Auch online erlebt DIY eine Hochkonjunktur: Unzählige Blogs und Foren geben Anleitungen zum Selbermachen und dienen dem Erfahrungsaustausch: von Kochrezepten über Fahrgemeinschaften bis hin zu urbanen Nachbarschaftsgärten.

Wie sich DIY auf das Konsumverhalten auswirkt, hat die deutsche Soziologin Corinna Vosse untersucht. Die Erfahrung des Selbermachens relativiere die perfektionistischen Ansprüche an Produkte: "Ein selbst geernteter Brokkoli darf auch eine braune Stelle haben“, sagt Vosse. Im Idealfall führe DIY zu einer Bewusstseinsänderung: "Man beginnt sich zu fragen: Wie kann ein kleines tragbares Radio nur 5,99 Euro kosten? Wer zahlt die Rechnung dafür?“ So werde man eher bereit für weniger ressourcenintensive Konsumformen: sich eine Waschmaschine zu teilen, Geräte auszuborgen oder die Turnschuhe reparieren zu lassen. "Wenn Konsum nur über Kaufhandlungen stattfindet, entsteht mein Autonomiegefühl über den Besitz“, erklärt Vosse. Beim Projekt Nachbarschaftsauto hingegen sei nicht mehr der Besitz wesentlich, sondern das Autonomiegefühl verlagere sich auf das Inanspruchnehmen einer Dienstleistung.

Traditionelle, Aktivisten und andere

Wer sind also die Selbermacher? Vosse ist in ihren Forschungen auf fünf Typen gestoßen: Die Traditionellen seien mit dem Selbermachen als Alltagspraxis aufgewachsen. Die Idealisten und Aktivisten wiederum würden das Selbermachen als einen Weg in eine bessere, nachhaltigere Welt sehen. Den Perfektionisten und Stilbewussten gehe es darum, etwas besonders gut oder individuell zu machen und sich zu inszenieren. Die Besorgten würden das Selbermachen als Prävention betrachten und sich davon Gesundheitsvorteile erwarten. Und den Lebenskünstlern gehe es vor allem darum, Geld zu sparen und in ihrer Zeiteinteilung selbstbestimmt zu sein.

Dem Selbermachen sind aber auch Grenzen gesetzt. Paradoxerweise entsteht durch DIY ein neuer Markt für Geräte und Materialien. "Bei vielen Anleitungen muss man sich zuerst alle möglichen Materialien kaufen. Letztlich kauft man dann mehr und nicht weniger“, erklärt Vosse. Bei den Anleitungen im Internet fehle wiederum das Bewusstsein, dass auch das Internet enorm viel Energie verbraucht.

● **Arbeitsauftrag**
Gib den Abschnitt aus dem Text über das Selbermachen wörtlich wieder, von „Traditionelle, Aktivisten und“ bis einschließlich „selbstbestimmt zu sein.“.

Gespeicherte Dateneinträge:
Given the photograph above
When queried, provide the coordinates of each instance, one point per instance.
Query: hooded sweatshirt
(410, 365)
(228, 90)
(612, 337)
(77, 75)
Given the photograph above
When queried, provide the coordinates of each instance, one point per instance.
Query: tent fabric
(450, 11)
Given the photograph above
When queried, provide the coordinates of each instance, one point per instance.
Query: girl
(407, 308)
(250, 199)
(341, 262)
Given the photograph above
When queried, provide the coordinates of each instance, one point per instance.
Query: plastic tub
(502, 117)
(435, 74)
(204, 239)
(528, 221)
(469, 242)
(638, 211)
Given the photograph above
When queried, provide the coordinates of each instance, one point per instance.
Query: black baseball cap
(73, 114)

● **Musterlösung**
Traditionelle, Aktivisten und andere

Wer sind also die Selbermacher? Vosse ist in ihren Forschungen auf fünf Typen gestoßen: Die Traditionellen seien mit dem Selbermachen als Alltagspraxis aufgewachsen. Die Idealisten und Aktivisten wiederum würden das Selbermachen als einen Weg in eine bessere, nachhaltigere Welt sehen. Den Perfektionisten und Stilbewussten gehe es darum, etwas besonders gut oder individuell zu machen und sich zu inszenieren. Die Besorgten würden das Selbermachen als Prävention betrachten und sich davon Gesundheitsvorteile erwarten. Und den Lebenskünstlern gehe es vor allem darum, Geld zu sparen und in ihrer Zeiteinteilung selbstbestimmt zu sein.